WRITTEN PROBLEM: Return each line of the rows below that contains the word "face", copied word for word.

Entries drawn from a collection
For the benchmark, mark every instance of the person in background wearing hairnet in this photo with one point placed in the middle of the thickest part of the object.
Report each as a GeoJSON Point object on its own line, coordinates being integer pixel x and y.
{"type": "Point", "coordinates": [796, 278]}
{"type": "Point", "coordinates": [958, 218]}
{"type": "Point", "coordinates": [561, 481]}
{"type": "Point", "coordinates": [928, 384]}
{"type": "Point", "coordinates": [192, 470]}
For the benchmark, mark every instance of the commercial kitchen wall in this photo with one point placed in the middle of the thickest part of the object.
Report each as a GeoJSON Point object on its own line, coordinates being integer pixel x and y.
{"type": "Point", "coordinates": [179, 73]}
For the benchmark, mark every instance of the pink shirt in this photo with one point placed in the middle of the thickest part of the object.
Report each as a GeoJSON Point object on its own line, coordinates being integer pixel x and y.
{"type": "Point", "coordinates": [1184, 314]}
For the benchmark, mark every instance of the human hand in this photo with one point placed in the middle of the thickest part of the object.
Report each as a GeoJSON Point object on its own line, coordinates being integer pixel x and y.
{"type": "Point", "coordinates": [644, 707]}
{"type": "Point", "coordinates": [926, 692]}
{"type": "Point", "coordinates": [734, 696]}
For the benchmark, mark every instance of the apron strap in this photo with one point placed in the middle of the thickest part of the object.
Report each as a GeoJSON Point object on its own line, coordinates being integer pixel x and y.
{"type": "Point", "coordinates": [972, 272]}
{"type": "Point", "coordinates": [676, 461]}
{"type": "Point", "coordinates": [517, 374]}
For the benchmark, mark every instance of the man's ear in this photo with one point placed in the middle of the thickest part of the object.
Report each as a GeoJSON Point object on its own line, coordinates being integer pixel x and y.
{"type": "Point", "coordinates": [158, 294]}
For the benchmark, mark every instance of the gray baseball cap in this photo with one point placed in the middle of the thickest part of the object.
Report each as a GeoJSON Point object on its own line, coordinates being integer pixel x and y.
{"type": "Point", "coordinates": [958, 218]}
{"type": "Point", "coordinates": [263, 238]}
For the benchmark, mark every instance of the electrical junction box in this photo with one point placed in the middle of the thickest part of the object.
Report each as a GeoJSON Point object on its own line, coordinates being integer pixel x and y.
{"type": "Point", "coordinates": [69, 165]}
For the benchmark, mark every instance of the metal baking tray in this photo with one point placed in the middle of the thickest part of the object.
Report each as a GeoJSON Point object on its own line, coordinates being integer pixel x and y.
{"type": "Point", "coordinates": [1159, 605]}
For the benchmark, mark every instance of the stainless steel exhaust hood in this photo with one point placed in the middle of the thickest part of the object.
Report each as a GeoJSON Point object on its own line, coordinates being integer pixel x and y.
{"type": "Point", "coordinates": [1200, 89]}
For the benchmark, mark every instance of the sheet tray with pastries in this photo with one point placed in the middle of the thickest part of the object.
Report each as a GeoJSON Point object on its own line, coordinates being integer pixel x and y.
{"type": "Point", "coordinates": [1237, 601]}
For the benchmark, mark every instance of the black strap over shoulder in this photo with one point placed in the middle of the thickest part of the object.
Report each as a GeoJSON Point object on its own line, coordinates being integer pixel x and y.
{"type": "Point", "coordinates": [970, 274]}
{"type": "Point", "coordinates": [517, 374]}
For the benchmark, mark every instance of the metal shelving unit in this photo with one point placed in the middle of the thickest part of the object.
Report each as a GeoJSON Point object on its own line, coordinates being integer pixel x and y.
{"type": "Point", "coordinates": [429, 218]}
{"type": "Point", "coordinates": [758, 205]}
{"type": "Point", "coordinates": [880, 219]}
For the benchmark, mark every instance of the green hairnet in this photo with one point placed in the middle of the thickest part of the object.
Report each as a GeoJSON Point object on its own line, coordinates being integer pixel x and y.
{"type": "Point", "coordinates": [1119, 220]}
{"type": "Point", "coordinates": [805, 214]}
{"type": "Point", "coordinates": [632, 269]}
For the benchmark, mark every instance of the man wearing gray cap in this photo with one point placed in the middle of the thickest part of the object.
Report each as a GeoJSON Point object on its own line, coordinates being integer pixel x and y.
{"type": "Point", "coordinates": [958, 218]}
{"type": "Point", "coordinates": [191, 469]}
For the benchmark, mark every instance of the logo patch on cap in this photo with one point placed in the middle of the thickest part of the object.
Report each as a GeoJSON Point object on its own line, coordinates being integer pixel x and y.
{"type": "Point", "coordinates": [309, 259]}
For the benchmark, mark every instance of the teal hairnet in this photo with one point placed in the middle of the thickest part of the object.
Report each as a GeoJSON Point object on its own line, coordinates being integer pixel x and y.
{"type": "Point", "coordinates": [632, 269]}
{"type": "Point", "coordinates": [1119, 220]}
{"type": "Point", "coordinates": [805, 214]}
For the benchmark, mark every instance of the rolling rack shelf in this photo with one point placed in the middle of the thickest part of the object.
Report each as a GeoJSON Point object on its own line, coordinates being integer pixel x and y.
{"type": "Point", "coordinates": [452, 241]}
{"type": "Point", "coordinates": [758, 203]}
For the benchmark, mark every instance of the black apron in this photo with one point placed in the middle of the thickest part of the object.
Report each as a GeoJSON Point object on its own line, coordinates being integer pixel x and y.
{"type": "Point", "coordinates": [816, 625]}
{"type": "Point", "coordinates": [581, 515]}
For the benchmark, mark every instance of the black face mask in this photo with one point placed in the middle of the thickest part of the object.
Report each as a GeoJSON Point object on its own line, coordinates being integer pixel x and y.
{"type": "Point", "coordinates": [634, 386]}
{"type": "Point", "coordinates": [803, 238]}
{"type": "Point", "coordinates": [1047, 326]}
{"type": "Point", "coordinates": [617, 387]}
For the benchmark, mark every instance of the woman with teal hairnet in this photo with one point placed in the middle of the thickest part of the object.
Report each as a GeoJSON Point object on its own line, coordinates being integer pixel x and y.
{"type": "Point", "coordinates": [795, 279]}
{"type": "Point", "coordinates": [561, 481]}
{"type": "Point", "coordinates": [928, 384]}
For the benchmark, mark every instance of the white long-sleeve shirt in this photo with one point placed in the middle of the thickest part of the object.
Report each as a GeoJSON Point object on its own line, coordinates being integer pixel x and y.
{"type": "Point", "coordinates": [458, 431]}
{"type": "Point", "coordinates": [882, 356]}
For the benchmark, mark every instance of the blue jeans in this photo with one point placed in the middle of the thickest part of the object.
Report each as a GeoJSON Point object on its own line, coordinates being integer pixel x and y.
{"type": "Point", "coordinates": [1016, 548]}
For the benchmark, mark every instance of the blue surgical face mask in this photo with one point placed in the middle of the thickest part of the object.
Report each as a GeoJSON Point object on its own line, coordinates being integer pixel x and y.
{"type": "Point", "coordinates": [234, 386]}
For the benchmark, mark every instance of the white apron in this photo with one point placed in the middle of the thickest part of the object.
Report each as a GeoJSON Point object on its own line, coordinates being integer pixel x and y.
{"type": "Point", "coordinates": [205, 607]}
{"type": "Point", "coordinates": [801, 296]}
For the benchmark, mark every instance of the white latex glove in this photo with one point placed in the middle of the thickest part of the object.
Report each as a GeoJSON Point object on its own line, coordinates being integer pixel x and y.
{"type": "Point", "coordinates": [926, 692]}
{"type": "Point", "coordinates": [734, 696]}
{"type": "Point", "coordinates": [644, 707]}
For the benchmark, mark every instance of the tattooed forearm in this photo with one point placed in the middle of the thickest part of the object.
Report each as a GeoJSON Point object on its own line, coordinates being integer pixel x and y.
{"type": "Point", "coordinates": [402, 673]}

...

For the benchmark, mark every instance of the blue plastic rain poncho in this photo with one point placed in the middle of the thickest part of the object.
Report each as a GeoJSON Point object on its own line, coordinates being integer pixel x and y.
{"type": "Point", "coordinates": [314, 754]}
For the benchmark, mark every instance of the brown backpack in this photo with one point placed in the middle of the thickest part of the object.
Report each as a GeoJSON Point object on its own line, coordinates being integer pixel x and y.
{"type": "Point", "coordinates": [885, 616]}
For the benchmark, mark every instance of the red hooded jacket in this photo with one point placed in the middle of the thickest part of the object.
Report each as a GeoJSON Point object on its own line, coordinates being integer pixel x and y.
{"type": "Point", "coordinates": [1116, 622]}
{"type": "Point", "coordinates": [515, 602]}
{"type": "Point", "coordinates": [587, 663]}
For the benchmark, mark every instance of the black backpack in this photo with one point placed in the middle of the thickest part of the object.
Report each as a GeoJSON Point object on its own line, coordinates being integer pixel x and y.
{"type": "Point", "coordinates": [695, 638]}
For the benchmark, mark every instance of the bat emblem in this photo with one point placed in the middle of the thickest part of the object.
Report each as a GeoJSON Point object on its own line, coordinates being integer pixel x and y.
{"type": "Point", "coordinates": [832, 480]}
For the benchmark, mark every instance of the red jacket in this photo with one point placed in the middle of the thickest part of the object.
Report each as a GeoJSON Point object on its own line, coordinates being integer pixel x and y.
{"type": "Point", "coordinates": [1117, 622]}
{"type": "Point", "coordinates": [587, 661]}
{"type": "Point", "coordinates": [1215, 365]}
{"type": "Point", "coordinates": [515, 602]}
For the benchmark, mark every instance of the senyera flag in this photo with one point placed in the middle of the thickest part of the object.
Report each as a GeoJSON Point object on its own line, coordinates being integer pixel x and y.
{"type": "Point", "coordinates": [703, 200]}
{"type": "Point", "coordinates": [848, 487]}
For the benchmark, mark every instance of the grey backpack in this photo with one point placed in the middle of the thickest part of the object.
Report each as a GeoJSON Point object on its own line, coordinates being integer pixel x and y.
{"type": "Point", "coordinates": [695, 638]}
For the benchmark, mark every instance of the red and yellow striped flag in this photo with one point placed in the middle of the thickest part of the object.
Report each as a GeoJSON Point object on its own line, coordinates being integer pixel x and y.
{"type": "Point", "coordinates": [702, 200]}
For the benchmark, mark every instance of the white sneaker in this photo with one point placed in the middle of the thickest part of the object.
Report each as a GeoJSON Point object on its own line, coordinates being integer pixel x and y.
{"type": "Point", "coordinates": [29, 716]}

FINAL RESULT:
For the benchmark, mark every instance of the black face mask in this photo with one point placed in the middle of the thickest part of the object.
For the benchmark, mark every instance of the blue surgical face mask in this photo with one point placed in the middle of the thickest part of the object.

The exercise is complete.